Aim
Copy all the records below, swapping every "hole" for "cutout" and leaving everything else unchanged.

Supplied information
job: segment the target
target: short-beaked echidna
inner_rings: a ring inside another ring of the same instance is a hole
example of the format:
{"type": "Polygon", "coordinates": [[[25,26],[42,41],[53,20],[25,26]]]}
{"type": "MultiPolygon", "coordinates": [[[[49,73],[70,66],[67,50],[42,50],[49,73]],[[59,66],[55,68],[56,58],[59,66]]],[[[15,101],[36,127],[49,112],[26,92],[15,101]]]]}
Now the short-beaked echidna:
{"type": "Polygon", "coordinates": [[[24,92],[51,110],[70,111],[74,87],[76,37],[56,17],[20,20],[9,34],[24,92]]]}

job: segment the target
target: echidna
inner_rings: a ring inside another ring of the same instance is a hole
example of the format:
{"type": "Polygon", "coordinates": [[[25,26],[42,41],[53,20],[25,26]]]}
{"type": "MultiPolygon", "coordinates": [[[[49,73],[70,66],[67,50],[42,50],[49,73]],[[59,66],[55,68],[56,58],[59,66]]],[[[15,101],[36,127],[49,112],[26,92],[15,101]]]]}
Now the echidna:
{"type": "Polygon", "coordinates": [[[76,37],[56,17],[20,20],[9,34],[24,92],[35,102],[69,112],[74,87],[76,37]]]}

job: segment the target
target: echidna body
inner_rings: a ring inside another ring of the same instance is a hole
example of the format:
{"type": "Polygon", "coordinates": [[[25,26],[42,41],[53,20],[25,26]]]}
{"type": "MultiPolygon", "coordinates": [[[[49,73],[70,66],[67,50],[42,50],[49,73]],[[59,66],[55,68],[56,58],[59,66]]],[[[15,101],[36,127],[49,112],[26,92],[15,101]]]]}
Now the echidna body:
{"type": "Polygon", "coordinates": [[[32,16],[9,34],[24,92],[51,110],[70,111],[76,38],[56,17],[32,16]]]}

Written reply
job: segment the target
target: short-beaked echidna
inner_rings: a ring inside another ring of the same instance is a cutout
example of the format:
{"type": "Polygon", "coordinates": [[[25,26],[42,41],[53,20],[25,26]]]}
{"type": "MultiPolygon", "coordinates": [[[[49,73],[70,66],[67,50],[42,50],[49,73]],[[59,66],[55,68],[56,58],[59,66]]],[[[15,101],[36,127],[49,112],[26,92],[15,101]]]]}
Now the short-beaked echidna:
{"type": "Polygon", "coordinates": [[[24,92],[51,110],[70,111],[74,87],[76,37],[56,17],[20,20],[9,34],[24,92]]]}

job: segment the target
target: echidna
inner_rings: a ring inside another ring of the same instance is a cutout
example of the format:
{"type": "Polygon", "coordinates": [[[25,26],[42,41],[53,20],[25,26]]]}
{"type": "MultiPolygon", "coordinates": [[[[49,73],[70,66],[67,50],[42,50],[49,73]],[[59,66],[55,68],[56,58],[59,66]]],[[[15,101],[36,127],[49,112],[26,92],[15,101]]]]}
Now the echidna:
{"type": "Polygon", "coordinates": [[[76,37],[56,17],[20,20],[9,34],[24,92],[35,102],[69,112],[74,87],[76,37]]]}

job: segment the target
target: echidna body
inner_rings: a ring inside another ring of the same instance is a cutout
example of the format:
{"type": "Polygon", "coordinates": [[[25,26],[42,41],[53,20],[25,26]]]}
{"type": "MultiPolygon", "coordinates": [[[[49,73],[70,66],[67,50],[42,50],[49,73]],[[59,66],[55,68],[56,58],[59,66]]],[[[15,101],[36,127],[49,112],[26,92],[15,101]]]]}
Now the echidna body:
{"type": "Polygon", "coordinates": [[[32,16],[9,34],[24,92],[51,110],[70,111],[76,38],[56,17],[32,16]]]}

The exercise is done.